TEXT UNDER STUDY -
+ + + + +
The severity of gastrointestinal symptoms was quantified using the GSRS [16]. The GSRS is a specialized questionnaire designed to evaluate and track gastrointestinal (GI) symptoms, encompassing different aspects related to the digestive system. It employs a scale ranging from 0 (indicating absence of symptoms) to 6 (representing extremely severe symptoms). The cumulative score for the GSRS is determined by summing up the individual scores of all items, with higher scores indicating more pronounced GI symptom severity. Extensive research has demonstrated that the GSRS exhibits favorable reliability and validity, making it suitable for both clinical practice and scientific investigations in diverse GI disorders. In this research, the GSRS demonstrates a cronbach α coefficient of 0.949.
+ + + + +
INFORMATION SUPPLIED -
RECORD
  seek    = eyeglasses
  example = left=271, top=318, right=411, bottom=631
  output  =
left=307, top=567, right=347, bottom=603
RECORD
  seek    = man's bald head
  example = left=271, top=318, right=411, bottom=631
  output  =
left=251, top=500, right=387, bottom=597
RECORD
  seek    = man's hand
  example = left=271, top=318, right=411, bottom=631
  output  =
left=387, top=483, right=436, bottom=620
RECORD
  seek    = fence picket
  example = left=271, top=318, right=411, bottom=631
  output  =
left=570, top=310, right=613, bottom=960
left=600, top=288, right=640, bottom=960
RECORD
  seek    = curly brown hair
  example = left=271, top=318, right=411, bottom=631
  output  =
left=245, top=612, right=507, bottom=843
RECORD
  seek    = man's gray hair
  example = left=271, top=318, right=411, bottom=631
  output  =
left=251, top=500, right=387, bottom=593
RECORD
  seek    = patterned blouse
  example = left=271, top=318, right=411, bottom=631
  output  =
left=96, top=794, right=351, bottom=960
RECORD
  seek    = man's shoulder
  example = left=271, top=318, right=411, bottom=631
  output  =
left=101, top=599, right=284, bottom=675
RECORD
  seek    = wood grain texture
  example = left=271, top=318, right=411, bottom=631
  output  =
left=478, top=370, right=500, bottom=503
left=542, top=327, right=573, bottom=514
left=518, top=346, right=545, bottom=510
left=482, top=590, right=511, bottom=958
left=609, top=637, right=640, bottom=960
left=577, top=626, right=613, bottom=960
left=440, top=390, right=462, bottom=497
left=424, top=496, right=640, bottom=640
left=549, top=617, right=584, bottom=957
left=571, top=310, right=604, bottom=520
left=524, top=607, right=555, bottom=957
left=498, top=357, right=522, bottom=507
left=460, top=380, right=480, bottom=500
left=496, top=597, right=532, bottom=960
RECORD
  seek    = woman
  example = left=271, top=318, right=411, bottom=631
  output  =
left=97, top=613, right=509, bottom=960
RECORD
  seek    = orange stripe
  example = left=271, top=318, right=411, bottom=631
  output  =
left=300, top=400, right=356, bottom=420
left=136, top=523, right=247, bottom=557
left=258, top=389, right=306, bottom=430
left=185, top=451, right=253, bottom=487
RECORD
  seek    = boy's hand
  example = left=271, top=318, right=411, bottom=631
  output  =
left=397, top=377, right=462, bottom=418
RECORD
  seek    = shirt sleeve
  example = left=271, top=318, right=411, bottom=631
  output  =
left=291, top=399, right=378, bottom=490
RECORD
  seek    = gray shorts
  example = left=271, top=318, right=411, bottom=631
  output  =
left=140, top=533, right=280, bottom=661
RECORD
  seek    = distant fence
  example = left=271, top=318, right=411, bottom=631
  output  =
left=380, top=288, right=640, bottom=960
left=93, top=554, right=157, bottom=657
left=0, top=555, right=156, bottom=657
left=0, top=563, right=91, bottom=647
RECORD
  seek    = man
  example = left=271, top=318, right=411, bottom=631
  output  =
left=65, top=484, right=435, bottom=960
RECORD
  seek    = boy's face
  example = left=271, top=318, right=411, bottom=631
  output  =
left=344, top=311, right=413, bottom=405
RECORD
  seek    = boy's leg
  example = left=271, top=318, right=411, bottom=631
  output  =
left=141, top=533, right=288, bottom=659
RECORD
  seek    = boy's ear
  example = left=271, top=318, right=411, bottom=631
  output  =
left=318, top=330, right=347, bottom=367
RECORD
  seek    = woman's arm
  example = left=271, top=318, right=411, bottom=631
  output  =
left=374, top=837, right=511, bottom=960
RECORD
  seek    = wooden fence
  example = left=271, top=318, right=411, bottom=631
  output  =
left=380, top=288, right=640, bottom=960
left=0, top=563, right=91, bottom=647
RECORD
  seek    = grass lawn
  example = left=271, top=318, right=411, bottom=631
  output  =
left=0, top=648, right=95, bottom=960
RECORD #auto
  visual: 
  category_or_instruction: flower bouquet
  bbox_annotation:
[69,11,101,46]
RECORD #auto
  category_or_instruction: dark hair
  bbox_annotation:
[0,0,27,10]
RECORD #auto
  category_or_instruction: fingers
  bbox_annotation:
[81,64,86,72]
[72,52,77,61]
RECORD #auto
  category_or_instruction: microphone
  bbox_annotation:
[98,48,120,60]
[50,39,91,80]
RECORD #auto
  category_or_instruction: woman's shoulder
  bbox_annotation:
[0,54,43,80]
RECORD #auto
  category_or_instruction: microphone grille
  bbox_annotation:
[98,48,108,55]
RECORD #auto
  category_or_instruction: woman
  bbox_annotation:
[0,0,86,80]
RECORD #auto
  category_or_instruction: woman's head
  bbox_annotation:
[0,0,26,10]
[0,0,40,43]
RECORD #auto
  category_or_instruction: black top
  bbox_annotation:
+ + + + +
WHAT THE EXERCISE ASKS -
Print the part of the GSRS passage that begins at the words "The severity of" and stops after "coefficient of 0.949.".

RESPONSE TO THIS TASK -
The severity of gastrointestinal symptoms was quantified using the GSRS [16]. The GSRS is a specialized questionnaire designed to evaluate and track gastrointestinal (GI) symptoms, encompassing different aspects related to the digestive system. It employs a scale ranging from 0 (indicating absence of symptoms) to 6 (representing extremely severe symptoms). The cumulative score for the GSRS is determined by summing up the individual scores of all items, with higher scores indicating more pronounced GI symptom severity. Extensive research has demonstrated that the GSRS exhibits favorable reliability and validity, making it suitable for both clinical practice and scientific investigations in diverse GI disorders. In this research, the GSRS demonstrates a cronbach α coefficient of 0.949.